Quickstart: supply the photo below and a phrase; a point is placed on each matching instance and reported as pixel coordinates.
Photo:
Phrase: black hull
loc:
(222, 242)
----------
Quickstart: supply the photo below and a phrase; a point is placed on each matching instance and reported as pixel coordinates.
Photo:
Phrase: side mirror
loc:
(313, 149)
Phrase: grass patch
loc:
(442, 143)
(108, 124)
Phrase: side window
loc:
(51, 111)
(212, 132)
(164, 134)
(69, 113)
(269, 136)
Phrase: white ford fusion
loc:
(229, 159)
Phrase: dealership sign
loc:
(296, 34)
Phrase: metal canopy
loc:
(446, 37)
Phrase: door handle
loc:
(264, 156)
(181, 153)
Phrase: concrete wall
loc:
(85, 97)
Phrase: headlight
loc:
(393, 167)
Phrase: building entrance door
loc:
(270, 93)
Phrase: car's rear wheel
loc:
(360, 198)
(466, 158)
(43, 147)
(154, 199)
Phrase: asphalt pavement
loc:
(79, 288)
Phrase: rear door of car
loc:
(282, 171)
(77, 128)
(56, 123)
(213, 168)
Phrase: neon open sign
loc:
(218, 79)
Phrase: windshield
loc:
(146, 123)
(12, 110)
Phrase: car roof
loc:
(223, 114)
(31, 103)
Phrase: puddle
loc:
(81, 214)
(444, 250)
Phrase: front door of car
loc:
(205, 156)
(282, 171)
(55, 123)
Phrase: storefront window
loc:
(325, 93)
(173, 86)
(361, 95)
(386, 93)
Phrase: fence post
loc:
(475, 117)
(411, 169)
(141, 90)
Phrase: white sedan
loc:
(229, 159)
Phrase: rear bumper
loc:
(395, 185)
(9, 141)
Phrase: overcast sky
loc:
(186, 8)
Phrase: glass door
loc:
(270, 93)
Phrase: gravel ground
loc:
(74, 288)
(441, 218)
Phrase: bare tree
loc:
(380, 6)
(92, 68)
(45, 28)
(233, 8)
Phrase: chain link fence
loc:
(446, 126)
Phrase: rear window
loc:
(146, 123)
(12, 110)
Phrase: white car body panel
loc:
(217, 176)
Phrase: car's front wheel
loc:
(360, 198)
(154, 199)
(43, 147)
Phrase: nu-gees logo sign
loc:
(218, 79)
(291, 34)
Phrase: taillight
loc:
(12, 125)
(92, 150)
----------
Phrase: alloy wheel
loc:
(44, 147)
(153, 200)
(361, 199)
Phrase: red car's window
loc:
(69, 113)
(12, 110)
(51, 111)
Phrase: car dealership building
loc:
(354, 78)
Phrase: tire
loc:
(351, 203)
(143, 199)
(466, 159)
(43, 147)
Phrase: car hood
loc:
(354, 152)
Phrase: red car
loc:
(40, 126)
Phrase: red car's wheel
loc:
----------
What to work on: Count the lines in the items above that contain the string "sign", matching case exactly. Reply with the number alone.

Expected answer: 3